# Hilason Treeless saddles?



## SouthernTrails (Dec 19, 2008)

Do not waste your Money on a Hilason :wink:

Look up Hilason Trail Saddles

No idea why a few got good reviews, but people give the 150.00 ebay saddles good reviews on occasion :lol::lol::lol:

There are too many other Junk Brands besides Hilason to name all of them.

Good Treeless Saddles are expensive, but some Brands to look at: Bob Marshall, Freeform, Sensation, Barefoot, Ansur.


.


----------



## Thoroughbredlover33 (Mar 19, 2014)

Don't do it. Don't touch Hilason saddles. My friend had one that she gave to me because it didn't fit her right, and I used it once before just throwing it away. I refused to sell it because of how cheap and awful it was. If you want to get a cheap treeless saddle, you'd be best off getting a used one if your budget is $600 or lower.


----------



## TrailPixie (Dec 31, 2014)

——————

EXERCISE 1 → In the thread about Hilason treeless saddles, what budget makes a used treeless saddle the best choice?
EXERCISE 2 → Rewrite the part of the Hilason saddle thread that begins at the words "Good Treeless Saddles" and stops after "is $600 or lower.", using "cousin" in place of "friend".

——————

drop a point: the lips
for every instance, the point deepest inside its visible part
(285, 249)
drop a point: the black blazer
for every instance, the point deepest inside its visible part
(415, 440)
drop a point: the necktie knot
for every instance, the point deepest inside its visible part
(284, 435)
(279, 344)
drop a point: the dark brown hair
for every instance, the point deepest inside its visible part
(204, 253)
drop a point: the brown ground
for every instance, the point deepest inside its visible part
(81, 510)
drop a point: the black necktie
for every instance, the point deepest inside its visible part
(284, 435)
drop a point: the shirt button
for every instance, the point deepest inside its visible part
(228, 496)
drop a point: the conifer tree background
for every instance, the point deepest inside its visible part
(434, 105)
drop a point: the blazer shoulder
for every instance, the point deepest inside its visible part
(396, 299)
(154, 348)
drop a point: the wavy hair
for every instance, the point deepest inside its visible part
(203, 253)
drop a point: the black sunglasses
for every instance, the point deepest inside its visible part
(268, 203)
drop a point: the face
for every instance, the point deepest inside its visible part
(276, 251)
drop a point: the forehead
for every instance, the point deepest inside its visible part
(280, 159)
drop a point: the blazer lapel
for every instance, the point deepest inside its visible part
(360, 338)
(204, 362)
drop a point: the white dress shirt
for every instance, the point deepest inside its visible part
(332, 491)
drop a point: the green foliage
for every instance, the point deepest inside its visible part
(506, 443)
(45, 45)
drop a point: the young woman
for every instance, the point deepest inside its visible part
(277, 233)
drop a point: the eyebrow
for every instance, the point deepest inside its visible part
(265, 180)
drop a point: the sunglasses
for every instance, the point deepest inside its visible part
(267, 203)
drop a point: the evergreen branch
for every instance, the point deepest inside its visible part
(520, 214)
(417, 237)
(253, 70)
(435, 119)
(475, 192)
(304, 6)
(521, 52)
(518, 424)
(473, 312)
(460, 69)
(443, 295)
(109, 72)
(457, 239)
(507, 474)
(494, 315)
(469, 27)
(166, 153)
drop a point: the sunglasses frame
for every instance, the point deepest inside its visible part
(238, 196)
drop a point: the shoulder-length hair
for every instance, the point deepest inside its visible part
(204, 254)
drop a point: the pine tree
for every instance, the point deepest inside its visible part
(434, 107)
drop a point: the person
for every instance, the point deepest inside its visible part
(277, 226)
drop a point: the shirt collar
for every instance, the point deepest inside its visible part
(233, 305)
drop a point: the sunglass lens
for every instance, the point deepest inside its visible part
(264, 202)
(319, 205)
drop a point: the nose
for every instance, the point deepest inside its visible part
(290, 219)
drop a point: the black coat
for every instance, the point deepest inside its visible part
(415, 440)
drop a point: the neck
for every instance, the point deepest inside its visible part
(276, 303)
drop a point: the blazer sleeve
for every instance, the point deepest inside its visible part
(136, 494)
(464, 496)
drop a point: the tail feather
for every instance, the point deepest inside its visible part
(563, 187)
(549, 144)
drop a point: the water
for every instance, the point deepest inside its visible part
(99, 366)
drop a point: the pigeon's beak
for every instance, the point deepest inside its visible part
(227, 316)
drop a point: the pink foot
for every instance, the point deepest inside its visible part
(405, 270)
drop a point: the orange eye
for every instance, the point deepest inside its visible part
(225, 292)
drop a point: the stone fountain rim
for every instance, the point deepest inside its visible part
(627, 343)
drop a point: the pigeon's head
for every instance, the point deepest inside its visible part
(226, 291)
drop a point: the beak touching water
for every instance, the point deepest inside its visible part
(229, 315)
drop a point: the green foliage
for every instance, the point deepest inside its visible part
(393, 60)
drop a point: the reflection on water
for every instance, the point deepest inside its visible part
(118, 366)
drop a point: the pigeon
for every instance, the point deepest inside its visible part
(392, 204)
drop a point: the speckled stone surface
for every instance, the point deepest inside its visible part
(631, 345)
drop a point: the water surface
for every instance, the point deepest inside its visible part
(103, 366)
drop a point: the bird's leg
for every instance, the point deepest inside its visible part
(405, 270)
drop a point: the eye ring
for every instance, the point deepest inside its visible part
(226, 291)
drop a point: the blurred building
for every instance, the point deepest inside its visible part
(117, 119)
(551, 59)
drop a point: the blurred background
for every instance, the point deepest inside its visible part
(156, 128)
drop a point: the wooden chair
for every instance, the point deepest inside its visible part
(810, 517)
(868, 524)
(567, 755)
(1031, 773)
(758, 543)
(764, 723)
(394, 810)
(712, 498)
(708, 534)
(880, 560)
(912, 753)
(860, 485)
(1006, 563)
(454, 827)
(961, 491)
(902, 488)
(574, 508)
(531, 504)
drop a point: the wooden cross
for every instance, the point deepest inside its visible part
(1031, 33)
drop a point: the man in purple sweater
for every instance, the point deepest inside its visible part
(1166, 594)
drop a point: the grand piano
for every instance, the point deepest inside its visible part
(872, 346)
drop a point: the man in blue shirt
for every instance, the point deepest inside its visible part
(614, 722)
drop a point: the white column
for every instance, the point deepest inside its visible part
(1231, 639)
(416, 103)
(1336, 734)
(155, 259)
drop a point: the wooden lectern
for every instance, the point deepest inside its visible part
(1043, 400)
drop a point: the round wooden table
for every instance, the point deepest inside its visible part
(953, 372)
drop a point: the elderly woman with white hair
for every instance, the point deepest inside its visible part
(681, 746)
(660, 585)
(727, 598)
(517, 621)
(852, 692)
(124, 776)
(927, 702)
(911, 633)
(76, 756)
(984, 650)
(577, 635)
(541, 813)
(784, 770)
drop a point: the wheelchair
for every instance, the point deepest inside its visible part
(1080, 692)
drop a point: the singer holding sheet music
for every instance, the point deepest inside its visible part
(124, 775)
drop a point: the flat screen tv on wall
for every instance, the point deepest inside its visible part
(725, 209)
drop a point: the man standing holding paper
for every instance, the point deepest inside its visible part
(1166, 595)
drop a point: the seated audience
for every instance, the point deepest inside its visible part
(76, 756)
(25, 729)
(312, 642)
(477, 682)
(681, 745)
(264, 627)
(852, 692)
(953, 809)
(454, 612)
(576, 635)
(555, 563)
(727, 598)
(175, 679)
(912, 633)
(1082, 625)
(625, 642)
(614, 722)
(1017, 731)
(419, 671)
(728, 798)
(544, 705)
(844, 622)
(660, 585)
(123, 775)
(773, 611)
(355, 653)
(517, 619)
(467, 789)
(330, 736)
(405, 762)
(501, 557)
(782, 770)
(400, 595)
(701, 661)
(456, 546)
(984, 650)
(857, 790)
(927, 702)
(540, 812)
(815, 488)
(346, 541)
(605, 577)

——————

RESULT 1 → A budget of $600 or lower.

RESULT 2 →
Good Treeless Saddles are expensive, but some Brands to look at: Bob Marshall, Freeform, Sensation, Barefoot, Ansur.


.


----------



## Thoroughbredlover33 (Mar 19, 2014)

Don't do it. Don't touch Hilason saddles. My cousin had one that she gave to me because it didn't fit her right, and I used it once before just throwing it away. I refused to sell it because of how cheap and awful it was. If you want to get a cheap treeless saddle, you'd be best off getting a used one if your budget is $600 or lower.